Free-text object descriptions

------------------------------------------------

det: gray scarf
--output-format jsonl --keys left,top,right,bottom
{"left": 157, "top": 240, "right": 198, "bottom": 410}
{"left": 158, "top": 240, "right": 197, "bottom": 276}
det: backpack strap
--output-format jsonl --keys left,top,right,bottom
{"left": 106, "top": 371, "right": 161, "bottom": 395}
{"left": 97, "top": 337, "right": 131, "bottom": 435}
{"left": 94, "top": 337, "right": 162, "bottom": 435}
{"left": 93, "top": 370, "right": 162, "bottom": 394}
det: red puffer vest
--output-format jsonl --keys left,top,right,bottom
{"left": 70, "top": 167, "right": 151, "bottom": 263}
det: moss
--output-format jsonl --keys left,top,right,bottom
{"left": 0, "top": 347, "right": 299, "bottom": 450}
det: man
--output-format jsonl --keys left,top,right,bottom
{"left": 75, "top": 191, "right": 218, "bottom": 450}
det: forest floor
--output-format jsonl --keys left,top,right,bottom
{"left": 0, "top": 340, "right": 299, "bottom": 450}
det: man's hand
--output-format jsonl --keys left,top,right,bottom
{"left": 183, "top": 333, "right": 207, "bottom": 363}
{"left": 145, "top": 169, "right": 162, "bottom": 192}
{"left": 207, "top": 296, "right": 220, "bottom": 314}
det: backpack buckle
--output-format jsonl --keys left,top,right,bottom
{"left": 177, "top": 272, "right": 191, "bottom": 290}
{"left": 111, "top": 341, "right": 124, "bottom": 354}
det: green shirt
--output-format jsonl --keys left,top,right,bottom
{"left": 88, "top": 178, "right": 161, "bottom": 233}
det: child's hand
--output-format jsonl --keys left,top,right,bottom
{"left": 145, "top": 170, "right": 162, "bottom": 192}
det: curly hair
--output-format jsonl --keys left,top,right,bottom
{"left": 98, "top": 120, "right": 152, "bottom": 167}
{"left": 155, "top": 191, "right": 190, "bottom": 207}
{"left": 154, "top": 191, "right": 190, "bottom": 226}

------------------------------------------------

**TRY IT**
Above are some records. Print them all exactly.

**EXERCISE RESULT**
det: gray scarf
--output-format jsonl --keys left,top,right,bottom
{"left": 157, "top": 240, "right": 198, "bottom": 410}
{"left": 158, "top": 240, "right": 197, "bottom": 276}
det: backpack strap
--output-format jsonl --keys left,top,right,bottom
{"left": 106, "top": 371, "right": 161, "bottom": 395}
{"left": 97, "top": 337, "right": 131, "bottom": 435}
{"left": 94, "top": 337, "right": 162, "bottom": 435}
{"left": 93, "top": 370, "right": 162, "bottom": 394}
det: red puffer vest
--output-format jsonl --keys left,top,right,bottom
{"left": 70, "top": 167, "right": 151, "bottom": 263}
det: moss
--output-format jsonl --keys left,top,right,bottom
{"left": 0, "top": 347, "right": 299, "bottom": 450}
det: man
--output-format jsonl --keys left,top,right,bottom
{"left": 75, "top": 191, "right": 218, "bottom": 450}
det: forest floor
--output-format jsonl --keys left,top,right,bottom
{"left": 0, "top": 340, "right": 299, "bottom": 450}
det: man's hand
--output-format jsonl --keys left,top,right,bottom
{"left": 183, "top": 333, "right": 207, "bottom": 363}
{"left": 145, "top": 169, "right": 162, "bottom": 192}
{"left": 207, "top": 296, "right": 220, "bottom": 314}
det: backpack buckle
--output-format jsonl --keys left,top,right,bottom
{"left": 177, "top": 272, "right": 191, "bottom": 290}
{"left": 111, "top": 341, "right": 124, "bottom": 354}
det: green shirt
--output-format jsonl --keys left,top,right,bottom
{"left": 88, "top": 178, "right": 161, "bottom": 233}
det: child's hand
--output-format jsonl --keys left,top,right,bottom
{"left": 145, "top": 170, "right": 162, "bottom": 192}
det: curly hair
--output-format jsonl --keys left,top,right,bottom
{"left": 98, "top": 120, "right": 152, "bottom": 167}
{"left": 155, "top": 191, "right": 190, "bottom": 207}
{"left": 154, "top": 191, "right": 190, "bottom": 226}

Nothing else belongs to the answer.